- **Stated exercise 1**
In the forum thread about King Kutter mower blades, what happens to the blades when they hit an obstacle, according to the first reply?
- **Stated exercise 2**
Continue the forum thread about King Kutter mower blades, picking up right after the last sentence of its final post.

- **Source document**
# question on blades on a kingkutter bush hog



## eddie0225 (Aug 19, 2018)

Hello, my question is this and I can't seem to find out anywhere, are the blades on this mower supposed to be stationary or are they supposed to swing?? A friend said they should swing back and forth a small amount but these puppies are solid as a rock. The reason I'm asking is I hit a high mound of solid red clay the other day mowing and apparently one of the blades got knocked to the back from how it was turning. It starting shaking like all get out when it did this so I cut off pto and got it back to the barn, thats when I noticed what had happened. Well I asked a friend about it and like I'd said he said it was probably swung a bit too far. I got under it and was looking and it appeared to have done just that. I tried knocking it back with a 5-pound hammer no luck then I got to looking at the other blade to see if it was movable like the friend had said they would be, it was solid. So I got 2 ratchet straps and put one on each blade and connected them both to the back wheel supports not that hard really. So I'm pulling the blade slowly back to what appeared to be normal spot and it slowly went. So are they supposed to be swinging like he said or stationary as they seem to be? If swinging I guess I need to figure whats going on with them to keep them from moving. Anyone who knows about this brand any help would be greatly appreciated. 
Thanks Eddie


----------



## Ultradog (Feb 27, 2005)

They are supposed to swing freely.
When they hit an obstacle they fold back then centrifugal motion swings them back out.
A King Kutter is not a Bush Hog.
It is a shredder or brush cutter or rotary mower.


----------



## Redlands Okie (Nov 5, 2017)

Should swing free enough to do so by hands. Hammer or ratchets means something is to tight or bent or rusted to allow movement


----------



## eddie0225 (Aug 19, 2018)

well it hasn't been used in a few years so could be rusted I'd guess but not sure how that bad as it was kept in a shelter but I've seen stranger things. As far as being too tight I'm not sure but I think that this one came put together, could be wrong and with the goob that had it before if it didn't he probably tightened them so nothing could move them ever. But are you sure these are supposed to be able to move.


----------



## eddie0225 (Aug 19, 2018)

I wished I knew more than I do on these things but up till about 2 months ago I'd never messed with the equipment or tractor. Right now I'm going on what I can find to read and well common sense lol that I got a little bit of


----------



## eddie0225 (Aug 19, 2018)

oh here is a link to what I got http://kingkutter.com/store-product.aspx?id=3415


----------



## BigT (Sep 15, 2014)

The blades are supposed to be free to swing back if they strike an immovable object. It's a safety feature. If your blades don't swing freely, fix it! Start by spraying with penetrating oil.

- **Data entries**

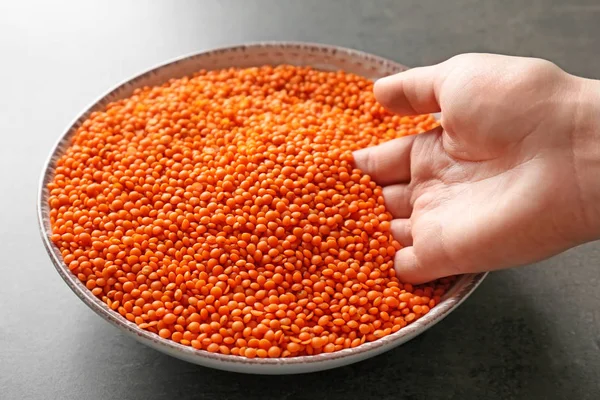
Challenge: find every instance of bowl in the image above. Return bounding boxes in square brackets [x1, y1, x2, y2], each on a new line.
[37, 42, 486, 375]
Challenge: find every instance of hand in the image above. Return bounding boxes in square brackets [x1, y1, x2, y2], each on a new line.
[354, 54, 600, 283]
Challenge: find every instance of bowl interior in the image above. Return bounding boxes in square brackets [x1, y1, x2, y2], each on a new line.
[38, 43, 485, 373]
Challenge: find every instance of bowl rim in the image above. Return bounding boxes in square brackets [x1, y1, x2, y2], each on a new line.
[36, 41, 487, 373]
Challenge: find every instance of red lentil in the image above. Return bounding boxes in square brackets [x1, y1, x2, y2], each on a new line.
[48, 66, 452, 358]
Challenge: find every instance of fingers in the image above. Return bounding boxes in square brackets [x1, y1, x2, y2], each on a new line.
[383, 184, 412, 218]
[373, 64, 443, 115]
[354, 136, 415, 186]
[394, 246, 453, 285]
[390, 218, 413, 246]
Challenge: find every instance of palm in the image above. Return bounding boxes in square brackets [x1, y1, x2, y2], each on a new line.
[355, 55, 590, 283]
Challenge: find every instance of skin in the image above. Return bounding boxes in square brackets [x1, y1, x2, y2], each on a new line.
[354, 54, 600, 283]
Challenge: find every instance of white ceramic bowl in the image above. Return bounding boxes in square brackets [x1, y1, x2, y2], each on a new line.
[37, 42, 485, 374]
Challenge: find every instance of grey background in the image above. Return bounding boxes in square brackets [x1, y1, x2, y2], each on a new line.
[0, 0, 600, 400]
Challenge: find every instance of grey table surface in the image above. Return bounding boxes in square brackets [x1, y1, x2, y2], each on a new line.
[0, 0, 600, 400]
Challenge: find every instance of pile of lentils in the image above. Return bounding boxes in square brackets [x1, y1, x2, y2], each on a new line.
[48, 65, 452, 358]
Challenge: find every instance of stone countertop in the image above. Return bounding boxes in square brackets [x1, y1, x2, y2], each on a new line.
[0, 0, 600, 400]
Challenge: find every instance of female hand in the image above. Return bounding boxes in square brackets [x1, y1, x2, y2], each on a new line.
[354, 54, 600, 283]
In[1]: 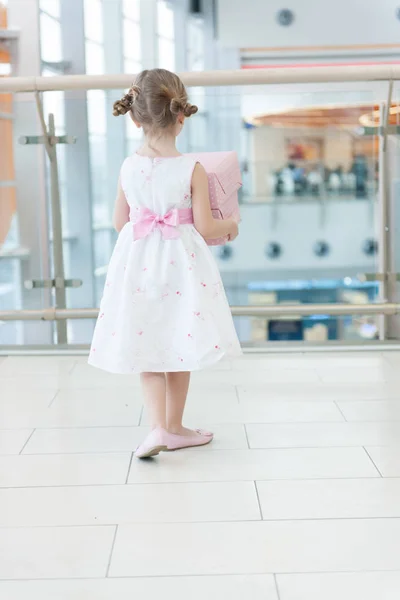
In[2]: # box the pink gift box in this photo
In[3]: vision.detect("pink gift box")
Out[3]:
[188,152,242,246]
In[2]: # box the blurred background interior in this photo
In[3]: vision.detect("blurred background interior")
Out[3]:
[0,0,400,346]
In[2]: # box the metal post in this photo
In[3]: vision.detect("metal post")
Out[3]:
[378,81,393,340]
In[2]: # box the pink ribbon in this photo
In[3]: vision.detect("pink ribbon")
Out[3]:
[133,208,193,240]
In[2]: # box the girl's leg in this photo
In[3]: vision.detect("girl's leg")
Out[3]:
[141,373,167,429]
[166,371,195,435]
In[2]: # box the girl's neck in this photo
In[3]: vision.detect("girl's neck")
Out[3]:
[139,136,180,157]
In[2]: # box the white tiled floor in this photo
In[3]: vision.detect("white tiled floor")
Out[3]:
[0,352,400,600]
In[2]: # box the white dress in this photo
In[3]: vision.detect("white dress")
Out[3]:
[89,154,241,373]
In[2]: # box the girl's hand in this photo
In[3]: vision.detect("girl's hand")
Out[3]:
[228,220,239,242]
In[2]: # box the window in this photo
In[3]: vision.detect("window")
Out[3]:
[157,0,175,71]
[86,40,104,75]
[40,12,62,63]
[123,0,142,75]
[39,0,61,19]
[84,0,104,44]
[123,0,142,146]
[124,19,141,62]
[122,0,140,22]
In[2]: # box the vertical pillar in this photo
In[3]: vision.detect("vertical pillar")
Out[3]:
[386,135,400,340]
[140,0,158,69]
[8,0,53,345]
[173,0,191,153]
[60,0,95,343]
[103,0,128,209]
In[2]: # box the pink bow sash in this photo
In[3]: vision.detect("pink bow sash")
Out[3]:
[133,208,193,240]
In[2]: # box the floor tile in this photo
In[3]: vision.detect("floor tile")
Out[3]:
[0,429,33,454]
[65,364,140,392]
[23,424,248,454]
[366,446,400,477]
[317,363,400,383]
[192,368,320,385]
[232,352,390,371]
[0,575,276,600]
[337,400,400,422]
[246,422,400,448]
[0,452,131,488]
[37,389,142,429]
[129,448,379,483]
[0,356,75,377]
[237,381,400,402]
[0,392,56,429]
[277,572,400,600]
[0,481,261,527]
[257,478,400,520]
[143,397,344,428]
[0,527,115,580]
[110,519,400,577]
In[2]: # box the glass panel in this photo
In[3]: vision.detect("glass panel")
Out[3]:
[87,90,107,135]
[124,19,141,62]
[122,0,140,21]
[186,84,385,344]
[85,42,104,75]
[0,82,390,345]
[157,0,175,40]
[187,19,204,71]
[84,0,104,43]
[158,37,175,71]
[40,13,62,63]
[124,59,142,75]
[40,0,61,19]
[0,94,53,346]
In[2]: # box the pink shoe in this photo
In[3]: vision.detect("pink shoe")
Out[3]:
[165,429,214,452]
[134,427,169,458]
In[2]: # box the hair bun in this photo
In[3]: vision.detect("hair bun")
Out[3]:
[113,93,133,117]
[113,85,140,117]
[128,85,140,103]
[183,102,199,117]
[170,98,199,117]
[169,98,184,115]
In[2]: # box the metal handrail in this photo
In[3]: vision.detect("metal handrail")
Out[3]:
[0,64,400,93]
[0,302,400,321]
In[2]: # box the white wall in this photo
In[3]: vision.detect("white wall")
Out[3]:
[217,0,400,48]
[219,200,377,278]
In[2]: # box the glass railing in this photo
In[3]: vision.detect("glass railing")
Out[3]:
[0,74,396,345]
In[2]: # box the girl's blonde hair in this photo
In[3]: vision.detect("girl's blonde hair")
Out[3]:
[113,69,198,130]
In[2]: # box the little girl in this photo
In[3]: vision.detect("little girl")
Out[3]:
[89,69,240,458]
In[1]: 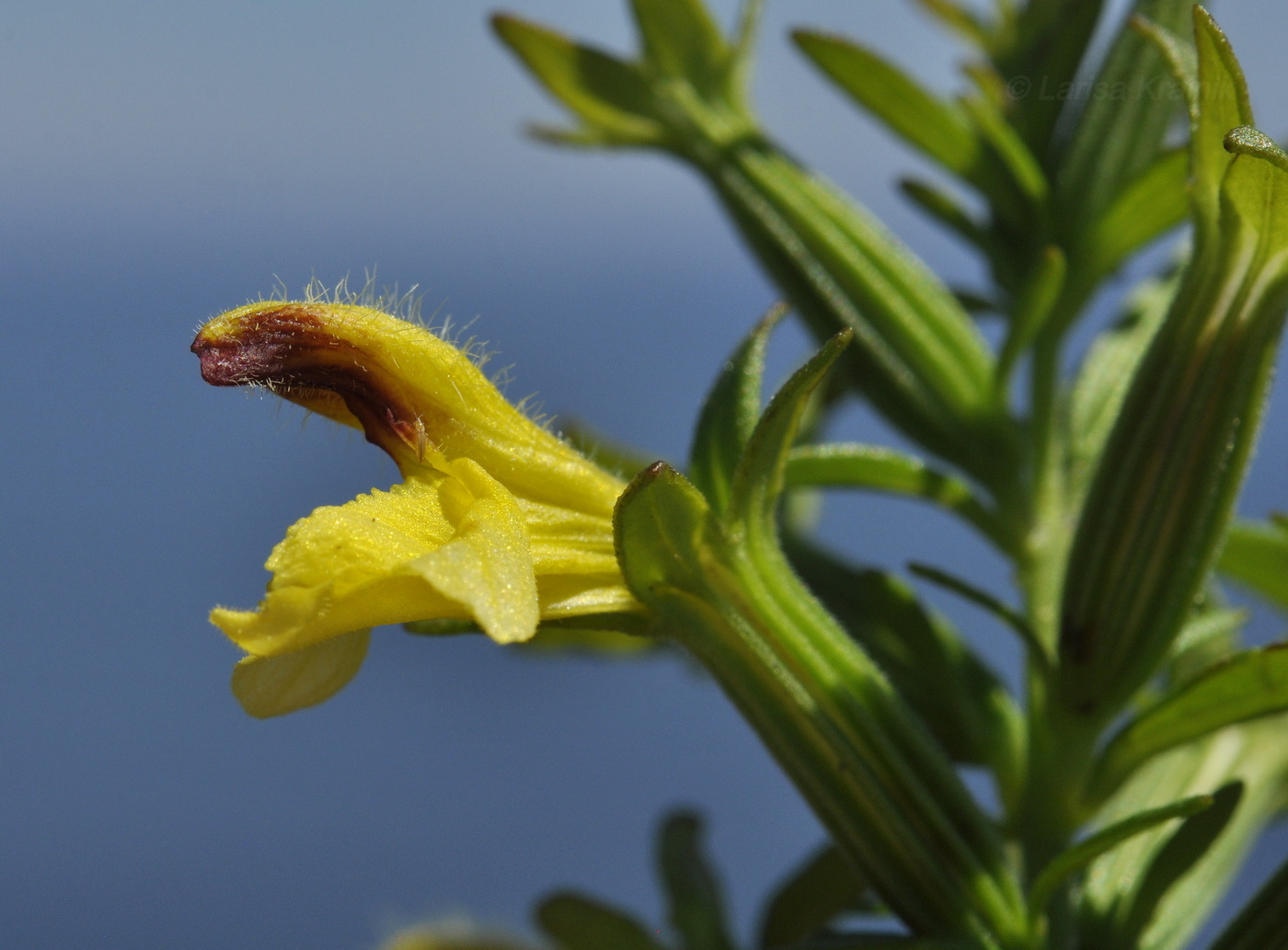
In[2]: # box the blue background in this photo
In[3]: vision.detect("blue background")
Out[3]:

- **Reply 1**
They fold back, and then centrifugal motion swings them back out.

- **Reply 2**
----------



## DK35vince (Jan 22, 2006)

Yes they are supposed to swing free.
Try oiling the blade pivots and moving them back/forth to see if they will free up.


----------



## Ultradog (Feb 27, 2005)

I have owned several rotary mowers - including a 5' King Kutter that I bought brand new and they All work pretty much the same way. The blades are attached to that big round plate called the stump jumper and fold back when they hit an obstacle. The blades fold freely. You can move them around with two fingers.
What has happened to me before is I picked up some barbed wire, twine, clothes line or similar and it wrapped around the pivots that the blades swing on. It got bound in there very tight and caused the blades not to swing.
I had to remove the blade and clean out the cause of the bind.
Something similar is likely the cause of your trouble. There is a big nut on the pivot pin that must be removed then you can take the blade off.
This photo shows a KK parts breakdown on a typical rotary mower.
Note the two pivot bolts #14 and the nuts and washers that hold them in place.


----------



## eddie0225 (Aug 19, 2018)

thanks a lot for the information one reason I ask questions is to find out


----------



## eddie0225 (Aug 19, 2018)

well, this evening I broke down and jacked up the mower and stood it on its end. Found out the only way to get blades off is to take off the stump jumper, so I got my oils and lubed those blades up to see what would or wouldn't give. Seems PB blaster and WD 40 will break loose most anything with a little persistence and being able to hold the stump jumper and peek on the blade with my big hammer. Both blades broke loose and now swing freely, I'm gonna make sure there is grease or some other type of lube on the blades from now on . Thanks to you guys for all the help it is very much appreciated 
Thanks Again Eddie


----------



## Redlands Okie (Nov 5, 2017)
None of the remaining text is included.